• SOURCE PASSAGE
.....

Re: [PATCH v3 1/2] mm/memory-failure: fix missing ->mf_stats count in hugetlb poison

From: jane . chu

Date: Tue Dec 23 2025 - 13:29:09 EST



On 12/23/2025 12:50 AM, David Hildenbrand (Red Hat) wrote:
On 12/23/25 02:21, Jane Chu wrote:
When a newly poisoned subpage ends up in an already poisoned hugetlb
folio, 'num_poisoned_pages' is incremented, but the per node ->mf_stats
is not. Fix the inconsistency by designating action_result() to update
them both.

While at it, define __get_huge_page_for_hwpoison() return values in terms
of symbol names for better readibility. Also rename
folio_set_hugetlb_hwpoison() to hugetlb_update_hwpoison() since the
function does more than the conventional bit setting and the fact
three possible return values are expected.

Fixes: 18f41fa616ee4 ("mm: memory-failure: bump memory failure stats to pglist_data")
Cc: <stable@xxxxxxxxxxxxxxx>
Signed-off-by: Jane Chu <jane.chu@xxxxxxxxxx>
---
v2 -> v3:
   No change.
v1 -> v2:
   adapted David and Liam's comment, define __get_huge_page_for_hwpoison()
return values in terms of symbol names instead of naked integers for better
readibility.  #define instead of enum is used since the function has footprint
outside MF, just try to limit the MF specifics local.
   also renamed folio_set_hugetlb_hwpoison() to hugetlb_update_hwpoison()
since the function does more than the conventional bit setting and the
fact three possible return values are expected.

---
  mm/memory-failure.c | 56 ++++++++++++++++++++++++++-------------------
  1 file changed, 33 insertions(+), 23 deletions(-)

diff --git a/mm/memory-failure.c b/mm/memory-failure.c
index fbc5a01260c8..8b47e8a1b12d 100644
--- a/mm/memory-failure.c
+++ b/mm/memory-failure.c
@@ -1883,12 +1883,18 @@ static unsigned long __folio_free_raw_hwp(struct folio *folio, bool move_flag)

.....

[Records]
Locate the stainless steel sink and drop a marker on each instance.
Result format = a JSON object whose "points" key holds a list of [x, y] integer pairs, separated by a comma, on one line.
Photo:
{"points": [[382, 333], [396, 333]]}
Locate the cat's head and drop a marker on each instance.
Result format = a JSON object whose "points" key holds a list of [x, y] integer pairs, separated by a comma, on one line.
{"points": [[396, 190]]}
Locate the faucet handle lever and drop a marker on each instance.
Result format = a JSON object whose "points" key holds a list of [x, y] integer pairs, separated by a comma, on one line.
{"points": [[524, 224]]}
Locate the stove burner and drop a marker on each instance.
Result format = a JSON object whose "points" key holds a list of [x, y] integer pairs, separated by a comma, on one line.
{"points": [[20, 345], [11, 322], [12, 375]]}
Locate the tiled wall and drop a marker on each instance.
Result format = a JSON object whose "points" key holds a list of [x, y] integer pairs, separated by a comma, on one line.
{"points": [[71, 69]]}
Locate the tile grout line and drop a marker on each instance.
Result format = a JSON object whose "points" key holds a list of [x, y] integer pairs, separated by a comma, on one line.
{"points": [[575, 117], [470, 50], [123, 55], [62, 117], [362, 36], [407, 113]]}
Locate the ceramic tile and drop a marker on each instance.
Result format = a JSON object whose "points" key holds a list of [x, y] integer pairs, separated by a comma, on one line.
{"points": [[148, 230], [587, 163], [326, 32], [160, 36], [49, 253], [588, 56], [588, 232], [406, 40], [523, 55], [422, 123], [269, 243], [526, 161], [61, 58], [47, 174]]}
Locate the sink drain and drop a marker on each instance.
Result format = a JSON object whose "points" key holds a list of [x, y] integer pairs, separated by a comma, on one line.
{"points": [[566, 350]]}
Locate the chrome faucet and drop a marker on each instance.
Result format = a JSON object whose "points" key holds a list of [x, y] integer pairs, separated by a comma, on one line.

.....

• PROBLEMS AND TASKS
**A.** What is the Spanish translation of this sentence from the memory-failure patch email: "When a newly poisoned subpage ends up in an already poisoned hugetlb folio, 'num_poisoned_pages' is incremented, but the per node ->mf_stats is not."?
**B.** Could you rewrite the stretch of the entries from the line containing "Locate the chrome" through the end of the entries, swapping "chrome" for "brass" and leaving everything else unchanged?

• LIST OF SOLUTIONS
**A.** Cuando una subpágina recién envenenada termina en un folio hugetlb ya envenenado, se incrementa 'num_poisoned_pages', pero no el ->mf_stats por nodo.

**B.**
Locate the brass faucet and drop a marker on each instance.
Result format = a JSON object whose "points" key holds a list of [x, y] integer pairs, separated by a comma, on one line.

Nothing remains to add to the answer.